**Task goal**
Only the lines below starting at the one that contains "column 200, row 170" and ending at the one that contains "column 59, row 114" are to be reproduced, exactly and with both ends kept.

[Saved entries]

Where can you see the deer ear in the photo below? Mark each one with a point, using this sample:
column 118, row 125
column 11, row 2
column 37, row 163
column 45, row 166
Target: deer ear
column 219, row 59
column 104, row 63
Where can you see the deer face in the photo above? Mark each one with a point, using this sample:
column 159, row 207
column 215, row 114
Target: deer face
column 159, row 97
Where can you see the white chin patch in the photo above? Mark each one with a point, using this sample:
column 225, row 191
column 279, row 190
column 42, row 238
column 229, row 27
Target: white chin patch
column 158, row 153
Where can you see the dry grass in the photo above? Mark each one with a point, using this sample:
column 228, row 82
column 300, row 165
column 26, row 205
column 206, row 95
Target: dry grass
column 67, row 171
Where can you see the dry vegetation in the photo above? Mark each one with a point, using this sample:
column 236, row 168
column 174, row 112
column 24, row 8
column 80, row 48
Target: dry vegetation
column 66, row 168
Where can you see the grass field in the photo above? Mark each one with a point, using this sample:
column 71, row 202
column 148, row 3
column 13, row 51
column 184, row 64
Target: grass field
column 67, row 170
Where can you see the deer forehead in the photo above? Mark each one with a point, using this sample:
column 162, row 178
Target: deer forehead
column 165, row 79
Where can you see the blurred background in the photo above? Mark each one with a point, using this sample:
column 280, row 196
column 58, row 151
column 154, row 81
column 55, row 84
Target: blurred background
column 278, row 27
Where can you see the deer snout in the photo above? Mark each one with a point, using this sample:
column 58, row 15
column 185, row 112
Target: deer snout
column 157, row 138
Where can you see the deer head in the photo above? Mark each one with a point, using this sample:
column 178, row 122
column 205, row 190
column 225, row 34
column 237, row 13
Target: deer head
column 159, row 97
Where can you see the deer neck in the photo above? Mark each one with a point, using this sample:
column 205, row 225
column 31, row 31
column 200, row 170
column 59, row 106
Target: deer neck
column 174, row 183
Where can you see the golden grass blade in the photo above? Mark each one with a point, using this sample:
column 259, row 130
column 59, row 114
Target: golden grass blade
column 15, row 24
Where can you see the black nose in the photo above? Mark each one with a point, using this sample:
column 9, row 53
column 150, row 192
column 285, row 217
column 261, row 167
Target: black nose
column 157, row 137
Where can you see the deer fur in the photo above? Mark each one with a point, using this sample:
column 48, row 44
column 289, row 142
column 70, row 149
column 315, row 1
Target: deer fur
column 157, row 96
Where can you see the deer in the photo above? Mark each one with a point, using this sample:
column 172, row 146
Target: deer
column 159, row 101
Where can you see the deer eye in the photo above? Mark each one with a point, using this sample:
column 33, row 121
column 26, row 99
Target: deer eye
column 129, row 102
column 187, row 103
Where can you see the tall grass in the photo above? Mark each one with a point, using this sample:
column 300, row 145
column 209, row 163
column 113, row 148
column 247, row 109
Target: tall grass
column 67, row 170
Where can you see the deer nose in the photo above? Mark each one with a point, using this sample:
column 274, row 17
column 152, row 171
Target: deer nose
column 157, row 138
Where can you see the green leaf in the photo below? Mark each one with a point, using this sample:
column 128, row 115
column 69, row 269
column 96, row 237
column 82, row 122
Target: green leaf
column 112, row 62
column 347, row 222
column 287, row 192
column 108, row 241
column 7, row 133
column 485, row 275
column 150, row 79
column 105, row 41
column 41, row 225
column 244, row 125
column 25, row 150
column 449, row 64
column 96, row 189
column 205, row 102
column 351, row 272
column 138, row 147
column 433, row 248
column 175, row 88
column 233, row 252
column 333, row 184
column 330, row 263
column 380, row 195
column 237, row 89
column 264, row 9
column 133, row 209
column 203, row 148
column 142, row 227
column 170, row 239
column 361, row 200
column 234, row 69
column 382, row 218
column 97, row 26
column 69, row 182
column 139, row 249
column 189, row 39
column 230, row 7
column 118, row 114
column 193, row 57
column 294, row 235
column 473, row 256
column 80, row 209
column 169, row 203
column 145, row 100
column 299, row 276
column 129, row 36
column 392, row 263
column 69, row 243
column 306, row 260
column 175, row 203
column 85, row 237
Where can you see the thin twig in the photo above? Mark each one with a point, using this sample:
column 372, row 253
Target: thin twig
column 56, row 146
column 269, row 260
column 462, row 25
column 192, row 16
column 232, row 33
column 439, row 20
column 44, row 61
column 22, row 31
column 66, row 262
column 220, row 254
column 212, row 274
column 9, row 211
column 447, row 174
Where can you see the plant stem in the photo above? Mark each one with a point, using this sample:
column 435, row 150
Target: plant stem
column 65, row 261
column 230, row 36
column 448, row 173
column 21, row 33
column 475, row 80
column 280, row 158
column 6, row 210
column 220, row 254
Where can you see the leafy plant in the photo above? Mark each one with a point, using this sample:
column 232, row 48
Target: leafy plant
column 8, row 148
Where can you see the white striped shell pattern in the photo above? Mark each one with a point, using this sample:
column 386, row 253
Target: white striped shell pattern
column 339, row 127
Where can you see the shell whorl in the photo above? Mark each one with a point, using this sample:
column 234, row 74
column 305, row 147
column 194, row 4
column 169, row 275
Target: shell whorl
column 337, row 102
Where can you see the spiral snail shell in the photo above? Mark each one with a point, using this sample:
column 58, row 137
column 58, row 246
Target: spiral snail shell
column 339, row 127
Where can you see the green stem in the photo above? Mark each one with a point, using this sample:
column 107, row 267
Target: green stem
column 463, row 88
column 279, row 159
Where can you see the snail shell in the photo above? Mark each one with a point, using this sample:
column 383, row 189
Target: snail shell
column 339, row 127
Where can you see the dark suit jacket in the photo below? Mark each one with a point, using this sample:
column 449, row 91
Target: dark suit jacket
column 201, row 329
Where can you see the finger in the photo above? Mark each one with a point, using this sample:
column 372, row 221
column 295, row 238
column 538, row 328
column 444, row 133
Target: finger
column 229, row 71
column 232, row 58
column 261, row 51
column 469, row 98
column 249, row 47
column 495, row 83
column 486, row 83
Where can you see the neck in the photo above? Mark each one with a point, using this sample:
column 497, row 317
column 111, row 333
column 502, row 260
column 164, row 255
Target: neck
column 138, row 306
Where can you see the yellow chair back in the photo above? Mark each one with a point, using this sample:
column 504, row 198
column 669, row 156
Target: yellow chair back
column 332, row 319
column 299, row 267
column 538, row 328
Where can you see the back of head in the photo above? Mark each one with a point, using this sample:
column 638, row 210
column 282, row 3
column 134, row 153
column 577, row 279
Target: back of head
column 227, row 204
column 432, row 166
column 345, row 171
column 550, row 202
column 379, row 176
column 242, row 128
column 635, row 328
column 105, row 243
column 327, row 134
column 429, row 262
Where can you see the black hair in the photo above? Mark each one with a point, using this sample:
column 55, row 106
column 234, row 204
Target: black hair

**Response for this exercise**
column 200, row 170
column 59, row 106
Target: deer neck
column 174, row 183
Where can you see the golden grass blade in the photo above? Mark each one with a point, using this sample:
column 259, row 130
column 59, row 114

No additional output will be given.